___ DOCUMENT TEXT ___

Being deprived of our own birthright and our own natural heritage for over 350 years has helped to shape us into a race that has a psychologically deep seated belief of “not being good enough” which is very damaging to our self-esteem as a cultural race.

Hence some, if not most, of us believe that “imports are better” or “foreigners are better than we are” or “white skin is better than dark skin”. 

Our Religion
Since the majority of Filipinos are Catholics, most of us are no stranger to feeling guilty every time something goes wrong whether or not it is our fault.  We also have been told “Blessed are the poor for they will be rewarded in Heaven”,  “Blessed are the meek”,  “Blessed are the sufferers” and “We should sacrifice”. So, in our wish to be good Catholics we all suffer in silence putting aside our wants and needs and desires.  Sometimes it is so extreme we stay in relationships that are detrimental to our physical or mental health. Don’t get me wrong.  There is nothing wrong with being a Catholic, after all, I am one myself! But it doesn’t help to improve one’s self-esteem unless it is balanced by sensible teachings and gentle and wise pastoral care.

Our family traditions of honouring and respecting our elders
Whilst honouring and respecting our elders is not by any means a negative cultural trait to have, it does mean that within our families, we “give in”, relent, “make do” and more often than not we follow what our elders want regardless of our own wants and needs.  For example, in our culture most of us are not subject to “arranged marriages” but nevertheless, God help any man or woman who is not liked or admired by their Filipino in-laws!  Meanwhile, as parents, often in the paternal or maternal wish for our children to show respect, we “beat our children into submission” in order to show that we are older and wiser rather than walk alongside our children and help them out through their journey.

___ DATA ENTRIES ___

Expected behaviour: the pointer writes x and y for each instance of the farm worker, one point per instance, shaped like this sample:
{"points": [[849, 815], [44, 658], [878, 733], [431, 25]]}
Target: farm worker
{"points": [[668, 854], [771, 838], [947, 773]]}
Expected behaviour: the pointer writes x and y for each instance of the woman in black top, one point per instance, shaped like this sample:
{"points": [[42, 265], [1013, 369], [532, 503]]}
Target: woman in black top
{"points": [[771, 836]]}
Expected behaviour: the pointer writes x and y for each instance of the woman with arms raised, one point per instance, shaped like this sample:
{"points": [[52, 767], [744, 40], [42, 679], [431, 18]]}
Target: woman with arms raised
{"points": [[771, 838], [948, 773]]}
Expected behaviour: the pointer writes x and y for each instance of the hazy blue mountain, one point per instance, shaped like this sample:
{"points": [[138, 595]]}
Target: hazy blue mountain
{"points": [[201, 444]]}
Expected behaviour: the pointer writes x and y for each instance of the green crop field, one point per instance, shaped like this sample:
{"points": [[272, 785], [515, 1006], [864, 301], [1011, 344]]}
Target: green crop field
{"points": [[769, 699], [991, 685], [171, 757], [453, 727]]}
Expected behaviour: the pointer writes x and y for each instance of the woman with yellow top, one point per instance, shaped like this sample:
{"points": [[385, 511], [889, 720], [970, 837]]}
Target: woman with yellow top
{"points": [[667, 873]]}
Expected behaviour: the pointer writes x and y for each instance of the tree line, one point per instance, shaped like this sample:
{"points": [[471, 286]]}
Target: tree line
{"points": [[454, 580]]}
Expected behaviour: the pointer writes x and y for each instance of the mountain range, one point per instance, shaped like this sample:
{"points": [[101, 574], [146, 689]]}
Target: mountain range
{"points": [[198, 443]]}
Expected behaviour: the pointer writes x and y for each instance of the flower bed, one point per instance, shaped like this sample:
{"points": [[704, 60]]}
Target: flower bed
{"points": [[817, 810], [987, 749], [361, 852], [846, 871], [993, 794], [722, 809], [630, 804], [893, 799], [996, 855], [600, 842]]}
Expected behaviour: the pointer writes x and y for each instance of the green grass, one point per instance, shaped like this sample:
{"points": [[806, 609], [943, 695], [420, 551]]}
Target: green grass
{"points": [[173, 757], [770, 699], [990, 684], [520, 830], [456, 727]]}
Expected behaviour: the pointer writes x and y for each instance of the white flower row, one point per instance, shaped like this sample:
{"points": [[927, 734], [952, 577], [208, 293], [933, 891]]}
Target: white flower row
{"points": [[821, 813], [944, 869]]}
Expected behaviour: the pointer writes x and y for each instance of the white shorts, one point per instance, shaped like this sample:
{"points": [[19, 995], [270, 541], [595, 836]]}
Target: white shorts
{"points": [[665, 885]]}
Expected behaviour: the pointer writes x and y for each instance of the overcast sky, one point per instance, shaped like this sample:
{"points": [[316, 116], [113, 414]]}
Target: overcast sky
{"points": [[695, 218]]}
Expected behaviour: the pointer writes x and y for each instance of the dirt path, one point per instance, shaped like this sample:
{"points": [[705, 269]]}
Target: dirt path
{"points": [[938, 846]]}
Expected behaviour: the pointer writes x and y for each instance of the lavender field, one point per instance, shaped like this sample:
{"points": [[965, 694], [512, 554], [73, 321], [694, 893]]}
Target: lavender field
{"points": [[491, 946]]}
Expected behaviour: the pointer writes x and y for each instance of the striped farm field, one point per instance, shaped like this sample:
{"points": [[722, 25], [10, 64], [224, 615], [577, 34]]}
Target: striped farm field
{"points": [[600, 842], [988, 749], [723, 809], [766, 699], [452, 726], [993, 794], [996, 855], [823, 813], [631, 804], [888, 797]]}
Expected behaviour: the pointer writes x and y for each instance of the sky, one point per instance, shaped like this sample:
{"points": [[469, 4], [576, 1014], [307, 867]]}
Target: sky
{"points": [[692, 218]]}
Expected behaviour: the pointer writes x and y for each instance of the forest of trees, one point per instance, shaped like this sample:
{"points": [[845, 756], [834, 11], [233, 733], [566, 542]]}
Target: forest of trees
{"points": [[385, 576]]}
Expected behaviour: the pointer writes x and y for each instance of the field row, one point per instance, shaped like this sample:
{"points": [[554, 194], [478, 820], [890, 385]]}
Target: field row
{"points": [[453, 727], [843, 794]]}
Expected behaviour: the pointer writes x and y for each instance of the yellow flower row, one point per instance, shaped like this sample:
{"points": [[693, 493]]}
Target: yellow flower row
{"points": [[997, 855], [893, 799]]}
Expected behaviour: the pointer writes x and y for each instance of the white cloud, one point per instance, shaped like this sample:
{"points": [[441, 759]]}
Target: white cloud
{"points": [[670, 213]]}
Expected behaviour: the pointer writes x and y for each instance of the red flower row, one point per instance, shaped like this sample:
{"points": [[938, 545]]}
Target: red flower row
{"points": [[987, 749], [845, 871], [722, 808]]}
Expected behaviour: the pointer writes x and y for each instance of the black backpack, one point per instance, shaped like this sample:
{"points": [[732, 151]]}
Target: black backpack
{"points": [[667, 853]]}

___

- **TO BE DONE**
1. According to the passage on Filipino self-esteem, for how many years have Filipinos been deprived of their own birthright and natural heritage?
2. Reproduce the entries from the line containing "the red flower" through the end of the entries, both ends included.

- **FINAL ANSWERS**
1. For over 350 years.

2.
Expected behaviour: the pointer writes x and y for each instance of the red flower row, one point per instance, shaped like this sample:
{"points": [[938, 545]]}
Target: red flower row
{"points": [[987, 749], [845, 871], [722, 808]]}
Expected behaviour: the pointer writes x and y for each instance of the black backpack, one point per instance, shaped like this sample:
{"points": [[732, 151]]}
Target: black backpack
{"points": [[667, 853]]}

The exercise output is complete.